** Records provided **
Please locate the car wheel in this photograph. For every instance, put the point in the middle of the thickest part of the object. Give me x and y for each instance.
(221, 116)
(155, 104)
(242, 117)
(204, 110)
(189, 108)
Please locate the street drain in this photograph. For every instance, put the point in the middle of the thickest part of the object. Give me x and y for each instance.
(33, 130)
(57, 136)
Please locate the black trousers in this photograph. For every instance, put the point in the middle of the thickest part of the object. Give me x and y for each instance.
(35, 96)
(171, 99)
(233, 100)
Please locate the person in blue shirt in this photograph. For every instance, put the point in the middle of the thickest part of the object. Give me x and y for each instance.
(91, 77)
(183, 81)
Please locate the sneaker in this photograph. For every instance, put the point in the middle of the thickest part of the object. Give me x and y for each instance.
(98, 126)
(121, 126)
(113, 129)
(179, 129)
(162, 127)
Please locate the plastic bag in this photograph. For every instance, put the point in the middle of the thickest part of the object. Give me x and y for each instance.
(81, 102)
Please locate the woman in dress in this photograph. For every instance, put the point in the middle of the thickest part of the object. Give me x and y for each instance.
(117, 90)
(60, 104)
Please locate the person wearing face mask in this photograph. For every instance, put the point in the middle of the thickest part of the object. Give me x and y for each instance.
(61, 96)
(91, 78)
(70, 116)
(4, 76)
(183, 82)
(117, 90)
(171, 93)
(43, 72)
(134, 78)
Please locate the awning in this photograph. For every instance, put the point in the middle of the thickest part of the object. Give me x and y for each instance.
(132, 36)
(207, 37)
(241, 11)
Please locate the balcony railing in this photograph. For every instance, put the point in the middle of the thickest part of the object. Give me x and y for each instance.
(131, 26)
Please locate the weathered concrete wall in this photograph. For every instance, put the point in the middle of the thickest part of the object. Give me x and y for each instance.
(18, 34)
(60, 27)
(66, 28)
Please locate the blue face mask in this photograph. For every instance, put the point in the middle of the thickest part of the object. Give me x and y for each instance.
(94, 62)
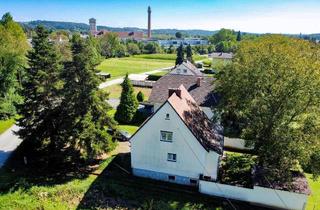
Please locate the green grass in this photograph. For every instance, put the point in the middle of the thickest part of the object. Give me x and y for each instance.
(171, 57)
(5, 124)
(29, 193)
(128, 128)
(115, 91)
(314, 198)
(118, 67)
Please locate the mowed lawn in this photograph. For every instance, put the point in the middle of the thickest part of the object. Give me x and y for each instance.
(5, 124)
(118, 67)
(115, 91)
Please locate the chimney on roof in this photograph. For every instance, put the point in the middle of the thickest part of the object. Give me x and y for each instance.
(175, 90)
(199, 81)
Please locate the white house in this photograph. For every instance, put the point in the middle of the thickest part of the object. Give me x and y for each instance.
(177, 143)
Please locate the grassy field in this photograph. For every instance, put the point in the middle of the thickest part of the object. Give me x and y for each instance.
(108, 186)
(115, 91)
(314, 198)
(118, 67)
(5, 124)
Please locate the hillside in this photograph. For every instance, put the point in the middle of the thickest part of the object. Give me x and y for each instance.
(82, 27)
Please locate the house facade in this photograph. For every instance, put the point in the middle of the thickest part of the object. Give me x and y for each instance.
(170, 147)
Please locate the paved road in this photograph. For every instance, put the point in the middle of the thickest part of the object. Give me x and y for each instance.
(8, 143)
(120, 80)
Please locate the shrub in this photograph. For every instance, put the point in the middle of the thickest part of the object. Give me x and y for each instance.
(140, 96)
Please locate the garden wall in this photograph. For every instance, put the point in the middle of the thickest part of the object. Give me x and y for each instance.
(258, 195)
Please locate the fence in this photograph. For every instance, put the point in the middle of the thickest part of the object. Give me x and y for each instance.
(258, 195)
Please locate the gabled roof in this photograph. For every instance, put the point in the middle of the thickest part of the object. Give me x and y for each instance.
(196, 120)
(202, 94)
(188, 65)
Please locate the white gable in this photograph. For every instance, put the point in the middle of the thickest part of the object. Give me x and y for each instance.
(148, 152)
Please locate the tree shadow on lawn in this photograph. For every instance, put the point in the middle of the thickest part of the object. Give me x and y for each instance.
(116, 187)
(41, 171)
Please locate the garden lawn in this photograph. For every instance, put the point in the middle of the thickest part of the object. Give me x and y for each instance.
(314, 198)
(115, 91)
(5, 124)
(118, 67)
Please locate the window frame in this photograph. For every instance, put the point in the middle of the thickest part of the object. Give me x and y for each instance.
(167, 132)
(174, 157)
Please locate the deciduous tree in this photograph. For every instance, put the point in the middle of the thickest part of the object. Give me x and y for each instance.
(271, 93)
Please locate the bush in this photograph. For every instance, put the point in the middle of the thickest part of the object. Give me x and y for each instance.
(140, 96)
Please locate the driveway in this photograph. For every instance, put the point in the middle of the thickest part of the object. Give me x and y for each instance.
(8, 143)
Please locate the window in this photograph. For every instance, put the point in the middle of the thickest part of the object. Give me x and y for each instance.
(167, 116)
(193, 181)
(172, 157)
(166, 136)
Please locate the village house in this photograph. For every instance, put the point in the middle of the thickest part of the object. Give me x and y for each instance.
(199, 87)
(187, 146)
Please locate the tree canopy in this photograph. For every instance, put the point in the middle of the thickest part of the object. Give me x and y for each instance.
(271, 96)
(13, 48)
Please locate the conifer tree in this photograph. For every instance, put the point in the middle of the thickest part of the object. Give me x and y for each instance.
(128, 103)
(41, 86)
(180, 55)
(189, 54)
(84, 107)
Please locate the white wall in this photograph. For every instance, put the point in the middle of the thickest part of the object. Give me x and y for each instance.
(149, 153)
(236, 143)
(259, 195)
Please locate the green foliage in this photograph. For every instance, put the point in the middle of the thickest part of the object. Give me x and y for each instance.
(128, 103)
(39, 113)
(224, 40)
(236, 169)
(133, 49)
(271, 94)
(178, 35)
(180, 55)
(84, 107)
(13, 47)
(140, 96)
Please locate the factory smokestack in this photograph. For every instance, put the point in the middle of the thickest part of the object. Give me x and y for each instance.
(149, 22)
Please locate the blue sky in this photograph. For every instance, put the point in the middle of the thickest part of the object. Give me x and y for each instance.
(262, 16)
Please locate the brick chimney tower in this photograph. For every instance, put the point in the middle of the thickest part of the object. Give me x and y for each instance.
(149, 22)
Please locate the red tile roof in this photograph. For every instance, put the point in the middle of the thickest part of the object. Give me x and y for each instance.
(196, 120)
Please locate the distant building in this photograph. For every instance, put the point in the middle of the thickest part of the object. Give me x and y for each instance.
(178, 42)
(124, 35)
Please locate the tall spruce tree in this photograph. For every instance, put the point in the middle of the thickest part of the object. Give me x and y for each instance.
(128, 103)
(239, 36)
(13, 47)
(180, 55)
(84, 107)
(41, 85)
(189, 54)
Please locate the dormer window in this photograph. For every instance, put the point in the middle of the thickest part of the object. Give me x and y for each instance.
(167, 116)
(166, 136)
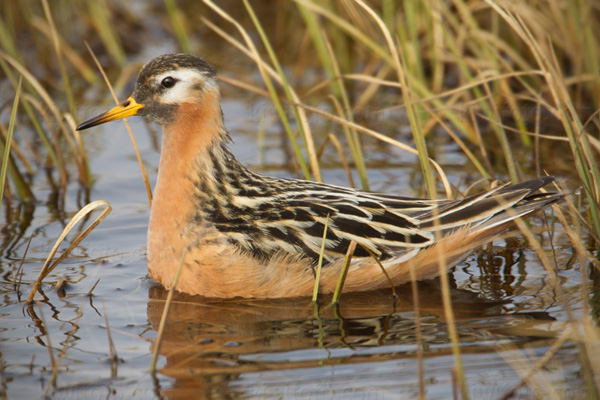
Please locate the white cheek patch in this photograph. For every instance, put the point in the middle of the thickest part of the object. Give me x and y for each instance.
(187, 83)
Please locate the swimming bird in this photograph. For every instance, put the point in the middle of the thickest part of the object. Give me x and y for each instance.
(248, 235)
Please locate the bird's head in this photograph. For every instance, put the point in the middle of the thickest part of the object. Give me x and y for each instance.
(163, 86)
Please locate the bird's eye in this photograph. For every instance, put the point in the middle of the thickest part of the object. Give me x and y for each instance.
(168, 82)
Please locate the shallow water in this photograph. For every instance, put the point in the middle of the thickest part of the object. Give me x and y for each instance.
(507, 313)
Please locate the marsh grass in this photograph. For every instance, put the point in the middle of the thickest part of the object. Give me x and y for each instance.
(468, 71)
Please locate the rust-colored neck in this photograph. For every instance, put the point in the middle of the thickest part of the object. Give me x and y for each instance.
(187, 141)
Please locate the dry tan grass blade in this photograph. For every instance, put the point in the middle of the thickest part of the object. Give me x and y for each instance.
(47, 268)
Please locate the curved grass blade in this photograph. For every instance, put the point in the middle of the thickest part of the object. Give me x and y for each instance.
(47, 268)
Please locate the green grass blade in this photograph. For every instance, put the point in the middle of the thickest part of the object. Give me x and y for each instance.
(320, 264)
(11, 128)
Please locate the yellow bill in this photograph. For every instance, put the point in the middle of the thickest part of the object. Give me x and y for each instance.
(126, 109)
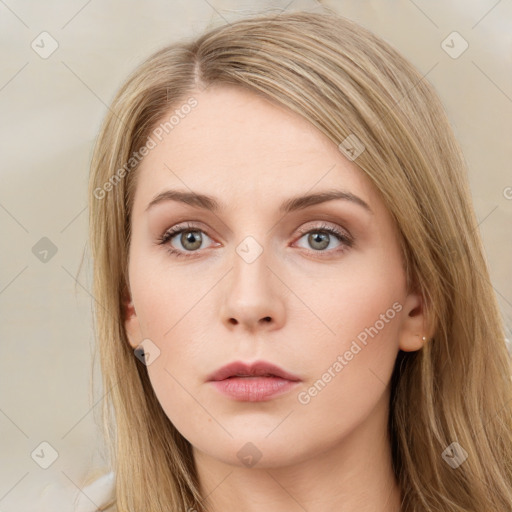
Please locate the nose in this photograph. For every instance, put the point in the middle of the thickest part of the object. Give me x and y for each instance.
(254, 296)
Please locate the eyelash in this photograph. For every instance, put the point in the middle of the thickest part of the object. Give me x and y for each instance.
(168, 235)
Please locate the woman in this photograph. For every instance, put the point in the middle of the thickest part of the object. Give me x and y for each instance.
(293, 308)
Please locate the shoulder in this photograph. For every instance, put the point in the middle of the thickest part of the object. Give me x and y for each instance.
(98, 495)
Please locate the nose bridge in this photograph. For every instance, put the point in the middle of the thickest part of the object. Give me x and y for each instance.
(252, 296)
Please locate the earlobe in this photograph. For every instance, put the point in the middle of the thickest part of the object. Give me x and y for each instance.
(412, 334)
(131, 321)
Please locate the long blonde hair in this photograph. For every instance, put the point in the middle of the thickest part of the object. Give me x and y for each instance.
(346, 82)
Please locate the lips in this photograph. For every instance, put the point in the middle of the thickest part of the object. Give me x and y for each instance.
(257, 369)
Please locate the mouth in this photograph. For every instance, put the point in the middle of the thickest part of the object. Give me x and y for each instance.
(256, 382)
(239, 369)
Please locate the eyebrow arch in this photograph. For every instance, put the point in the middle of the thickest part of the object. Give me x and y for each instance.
(295, 203)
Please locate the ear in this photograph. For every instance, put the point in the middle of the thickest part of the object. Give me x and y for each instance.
(413, 328)
(131, 321)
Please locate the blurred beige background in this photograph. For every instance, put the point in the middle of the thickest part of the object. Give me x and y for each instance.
(51, 106)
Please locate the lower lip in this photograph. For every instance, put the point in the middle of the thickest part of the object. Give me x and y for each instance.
(253, 389)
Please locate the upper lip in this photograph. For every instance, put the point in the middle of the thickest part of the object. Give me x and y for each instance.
(258, 368)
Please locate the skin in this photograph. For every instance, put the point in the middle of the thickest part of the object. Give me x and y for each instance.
(208, 310)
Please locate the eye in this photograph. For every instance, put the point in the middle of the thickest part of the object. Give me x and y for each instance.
(321, 237)
(190, 239)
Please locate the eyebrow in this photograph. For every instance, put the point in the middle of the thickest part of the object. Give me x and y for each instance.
(290, 205)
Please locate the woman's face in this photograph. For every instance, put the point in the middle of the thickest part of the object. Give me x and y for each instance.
(314, 287)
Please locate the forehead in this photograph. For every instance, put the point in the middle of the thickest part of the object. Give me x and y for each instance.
(235, 144)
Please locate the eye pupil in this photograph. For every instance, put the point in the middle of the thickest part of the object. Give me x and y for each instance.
(194, 237)
(321, 238)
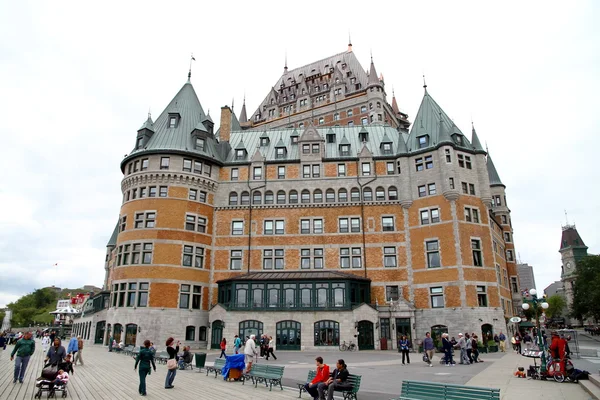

** Work to complete **
Return each line of the rows above that contains the string "green". Matching is case-sensitive.

** Response to the exercise **
Please locate the green grass in this photograph. For every instance, put the point in the middle of the thickest part of the object. Give me x and y for each instance.
Please locate the green foliage in this photograph. For every instance, put the point in the middle of the thickest part of the object. Give me x and y for each instance.
Please locate the green grass blade in this photograph. For every instance, put the point in the middle of the thickest part of the object. Give me x and y for each instance.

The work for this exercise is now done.